Copy the lines below without any change, beginning at the line that contains "Where can the fur" and ending after the line that contains "point(214, 94)".

##### Material

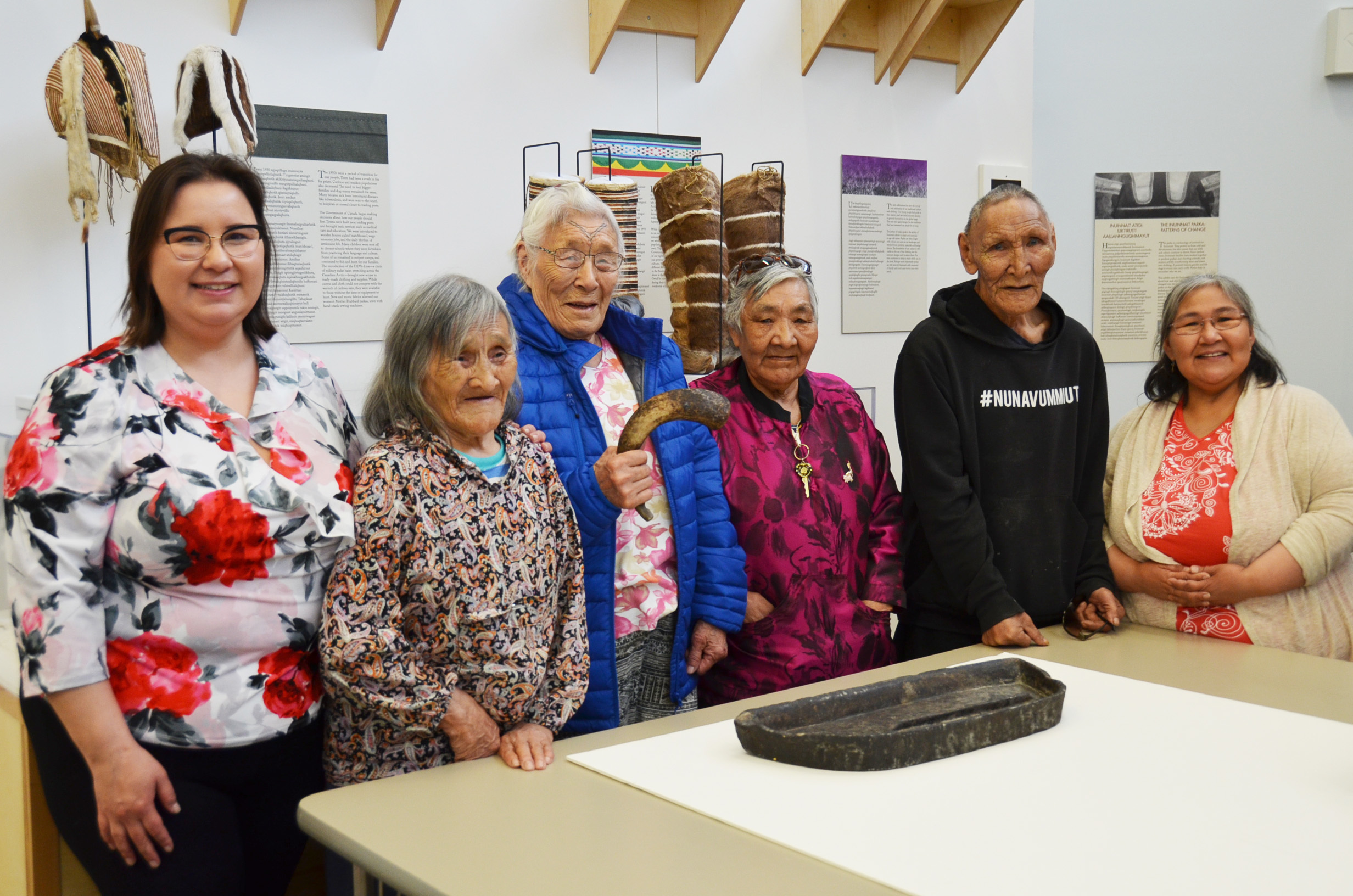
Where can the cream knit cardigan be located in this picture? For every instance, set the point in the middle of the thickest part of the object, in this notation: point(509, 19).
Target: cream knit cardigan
point(1294, 484)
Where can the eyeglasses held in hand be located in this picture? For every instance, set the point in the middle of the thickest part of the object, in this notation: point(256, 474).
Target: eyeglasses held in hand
point(1072, 624)
point(1223, 322)
point(573, 259)
point(758, 262)
point(193, 244)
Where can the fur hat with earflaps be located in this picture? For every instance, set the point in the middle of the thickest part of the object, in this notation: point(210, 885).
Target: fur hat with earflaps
point(99, 102)
point(214, 94)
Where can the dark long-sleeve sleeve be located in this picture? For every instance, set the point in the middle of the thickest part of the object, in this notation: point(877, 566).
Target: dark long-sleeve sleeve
point(1094, 572)
point(938, 481)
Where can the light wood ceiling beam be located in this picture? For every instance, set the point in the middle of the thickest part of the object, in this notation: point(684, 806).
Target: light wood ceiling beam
point(707, 21)
point(386, 11)
point(819, 22)
point(977, 31)
point(716, 16)
point(927, 13)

##########

Correct response:
Where can the fur hat with earflaps be located in this picture? For every instance, set the point in the middle of the thickest part of the object, in this notation: point(210, 885).
Target: fur hat with earflaps
point(99, 102)
point(214, 94)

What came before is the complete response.